PROBLEM TO SOLVE: Show every line of the material below that contains the string "Target", copying each such line in full. Letter case must match.
-- Start EXTRACTED DATA --
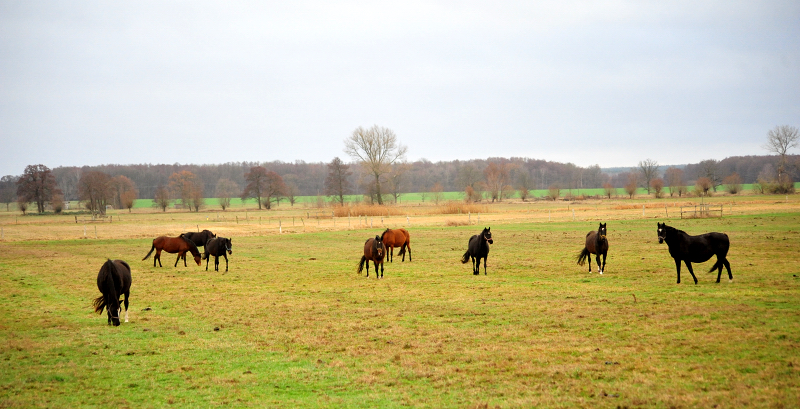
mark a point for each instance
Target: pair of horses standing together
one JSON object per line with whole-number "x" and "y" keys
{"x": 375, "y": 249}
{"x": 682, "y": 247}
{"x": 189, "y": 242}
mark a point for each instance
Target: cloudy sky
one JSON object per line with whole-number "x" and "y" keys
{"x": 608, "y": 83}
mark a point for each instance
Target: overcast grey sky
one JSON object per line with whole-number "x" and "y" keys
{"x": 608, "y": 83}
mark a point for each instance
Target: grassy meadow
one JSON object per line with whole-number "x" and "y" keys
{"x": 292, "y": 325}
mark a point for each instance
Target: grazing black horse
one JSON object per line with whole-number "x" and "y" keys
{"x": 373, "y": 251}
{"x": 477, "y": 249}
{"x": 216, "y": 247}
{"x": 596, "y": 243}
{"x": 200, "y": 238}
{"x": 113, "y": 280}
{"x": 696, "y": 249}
-- End EXTRACTED DATA --
-- Start EXTRACTED DATA --
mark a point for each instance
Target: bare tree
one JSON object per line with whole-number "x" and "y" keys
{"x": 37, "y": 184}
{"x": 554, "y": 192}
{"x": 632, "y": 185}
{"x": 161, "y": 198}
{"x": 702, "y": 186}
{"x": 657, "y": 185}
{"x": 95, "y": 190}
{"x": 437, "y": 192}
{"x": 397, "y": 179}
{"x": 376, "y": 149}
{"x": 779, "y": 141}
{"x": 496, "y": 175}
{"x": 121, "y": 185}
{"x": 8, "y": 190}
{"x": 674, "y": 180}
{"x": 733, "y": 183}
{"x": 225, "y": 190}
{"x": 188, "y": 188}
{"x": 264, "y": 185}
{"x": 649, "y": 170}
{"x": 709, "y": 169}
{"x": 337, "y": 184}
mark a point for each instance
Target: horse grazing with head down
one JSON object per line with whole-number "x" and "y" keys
-- End EXTRACTED DATA --
TASK RESULT:
Target: pair of horses standing together
Target: cloudy sky
Target: overcast grey sky
Target: grassy meadow
Target: grazing black horse
Target: bare tree
Target: horse grazing with head down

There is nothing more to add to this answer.